Task statement: Update the listing below by replacing "hillside" with "slope" everywhere and leaving all other text unchanged. Omit the pictures from your answer.

Extracted records:
§

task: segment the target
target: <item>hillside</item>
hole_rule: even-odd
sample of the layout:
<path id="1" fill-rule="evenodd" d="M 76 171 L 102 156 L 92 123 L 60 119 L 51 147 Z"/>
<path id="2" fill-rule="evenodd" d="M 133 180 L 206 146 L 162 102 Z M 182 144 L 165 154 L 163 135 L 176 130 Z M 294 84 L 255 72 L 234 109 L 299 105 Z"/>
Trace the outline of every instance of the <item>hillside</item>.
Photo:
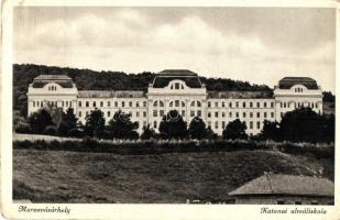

§

The output:
task: segment the target
target: <item>slope</item>
hole_rule: even-odd
sample of the layout:
<path id="1" fill-rule="evenodd" d="M 76 171 L 102 156 L 92 123 L 60 119 L 51 147 Z"/>
<path id="2" fill-rule="evenodd" d="M 133 180 L 206 146 L 162 102 Z M 182 144 L 165 154 L 163 135 L 176 130 Z M 294 84 L 255 72 L 234 109 L 299 105 Z"/>
Trace the outline of every instance of the <item>slope</item>.
Photo:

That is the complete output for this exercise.